> TASK
Reproduce the material below line for line, character for character, but leave out the pictures.

┏━━

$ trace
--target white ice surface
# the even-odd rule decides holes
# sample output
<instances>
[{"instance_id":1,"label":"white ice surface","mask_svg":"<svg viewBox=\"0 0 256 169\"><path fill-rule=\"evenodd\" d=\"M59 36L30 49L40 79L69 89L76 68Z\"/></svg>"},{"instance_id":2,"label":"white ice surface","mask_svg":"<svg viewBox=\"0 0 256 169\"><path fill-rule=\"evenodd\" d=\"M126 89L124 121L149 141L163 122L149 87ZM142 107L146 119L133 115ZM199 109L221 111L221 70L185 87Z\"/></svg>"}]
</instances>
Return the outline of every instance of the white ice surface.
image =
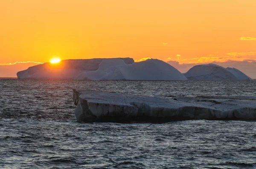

┗━━

> SOLUTION FOR THIS PROBLEM
$ trace
--target white ice surface
# the even-odd rule decides holes
# sample output
<instances>
[{"instance_id":1,"label":"white ice surface","mask_svg":"<svg viewBox=\"0 0 256 169\"><path fill-rule=\"evenodd\" d=\"M59 36L30 49L40 79L69 89L76 68Z\"/></svg>"},{"instance_id":2,"label":"white ice surface","mask_svg":"<svg viewBox=\"0 0 256 169\"><path fill-rule=\"evenodd\" d=\"M126 89L124 121L149 141L163 122L149 87ZM142 107L146 119L133 115ZM199 109L221 111L221 70L185 87Z\"/></svg>"}]
</instances>
Return the outline of every instance of the white ice surface.
image =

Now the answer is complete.